Exercise inputs:

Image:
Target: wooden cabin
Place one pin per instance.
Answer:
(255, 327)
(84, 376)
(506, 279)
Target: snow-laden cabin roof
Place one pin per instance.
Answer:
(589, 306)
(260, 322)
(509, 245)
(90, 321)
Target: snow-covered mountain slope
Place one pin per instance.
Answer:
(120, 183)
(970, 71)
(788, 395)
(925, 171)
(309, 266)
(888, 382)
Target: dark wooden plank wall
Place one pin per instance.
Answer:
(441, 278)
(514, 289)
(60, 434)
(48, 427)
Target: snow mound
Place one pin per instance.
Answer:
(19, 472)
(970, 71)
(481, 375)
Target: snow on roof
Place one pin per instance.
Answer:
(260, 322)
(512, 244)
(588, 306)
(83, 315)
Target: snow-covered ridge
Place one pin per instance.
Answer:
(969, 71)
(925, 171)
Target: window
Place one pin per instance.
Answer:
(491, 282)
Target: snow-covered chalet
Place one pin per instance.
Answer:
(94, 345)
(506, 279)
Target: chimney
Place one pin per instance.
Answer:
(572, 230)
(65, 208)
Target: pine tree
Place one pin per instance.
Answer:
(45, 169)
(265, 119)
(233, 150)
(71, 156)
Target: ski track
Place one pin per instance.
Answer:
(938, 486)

...

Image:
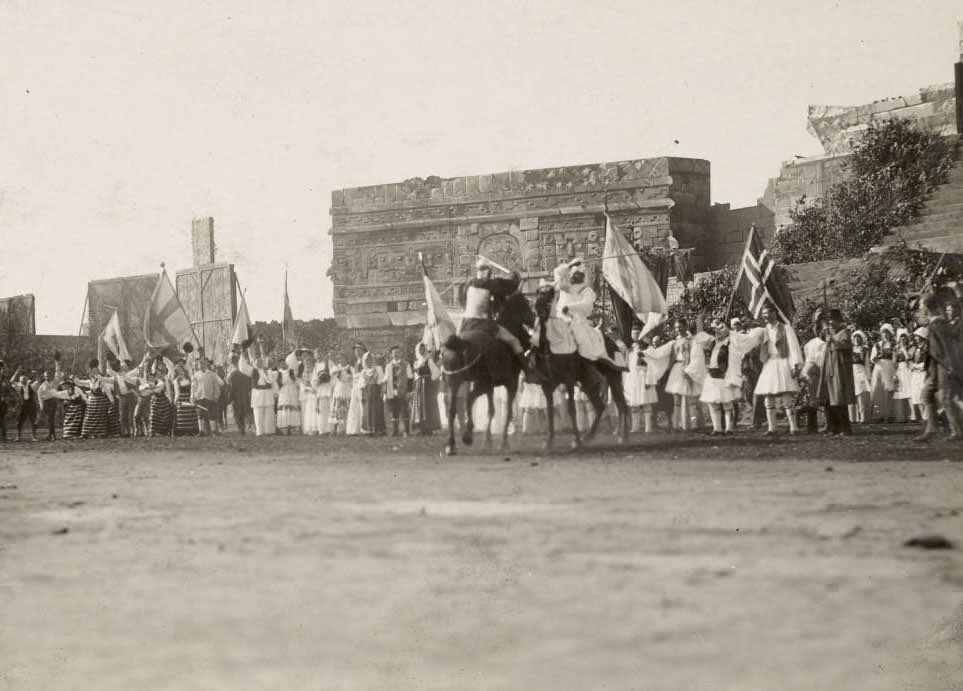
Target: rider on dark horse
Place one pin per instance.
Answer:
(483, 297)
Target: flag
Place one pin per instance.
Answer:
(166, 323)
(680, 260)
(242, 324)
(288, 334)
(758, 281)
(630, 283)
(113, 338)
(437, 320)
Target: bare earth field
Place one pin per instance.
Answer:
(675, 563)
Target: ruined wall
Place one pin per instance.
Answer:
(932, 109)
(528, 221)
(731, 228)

* * *

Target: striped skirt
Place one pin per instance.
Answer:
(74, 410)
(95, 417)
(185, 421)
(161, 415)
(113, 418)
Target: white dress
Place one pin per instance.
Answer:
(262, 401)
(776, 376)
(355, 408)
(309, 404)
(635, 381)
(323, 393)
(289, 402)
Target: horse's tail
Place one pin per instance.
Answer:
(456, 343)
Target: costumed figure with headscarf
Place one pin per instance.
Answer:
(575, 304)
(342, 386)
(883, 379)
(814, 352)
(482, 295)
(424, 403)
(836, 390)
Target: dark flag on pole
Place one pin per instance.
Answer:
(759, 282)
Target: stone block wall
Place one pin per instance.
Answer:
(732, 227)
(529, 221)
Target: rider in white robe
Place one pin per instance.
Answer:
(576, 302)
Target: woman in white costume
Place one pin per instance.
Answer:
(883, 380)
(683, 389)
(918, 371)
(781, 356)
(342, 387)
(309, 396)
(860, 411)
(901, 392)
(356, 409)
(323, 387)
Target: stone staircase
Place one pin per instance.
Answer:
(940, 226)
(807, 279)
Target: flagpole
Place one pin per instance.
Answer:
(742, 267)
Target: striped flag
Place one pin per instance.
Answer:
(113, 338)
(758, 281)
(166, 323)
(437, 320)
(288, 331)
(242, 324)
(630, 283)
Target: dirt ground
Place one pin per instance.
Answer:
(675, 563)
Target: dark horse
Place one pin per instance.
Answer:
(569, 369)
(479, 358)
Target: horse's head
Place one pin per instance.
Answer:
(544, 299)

Set exercise:
From the records above, copy each line containing the string "stone". Case matters.

Correct result:
Target: stone block wall
Target: stone staircase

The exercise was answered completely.